* **PROBLEM TO WORK ON**: Show each line from the rows below that contains the string "forearm", copied in full.

** START OF PROVIDED DATA **

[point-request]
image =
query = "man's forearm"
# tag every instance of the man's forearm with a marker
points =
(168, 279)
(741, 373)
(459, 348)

** END OF PROVIDED DATA **

* **SOLUTION FOR THIS PROBLEM**:
query = "man's forearm"
# tag every instance of the man's forearm with a marker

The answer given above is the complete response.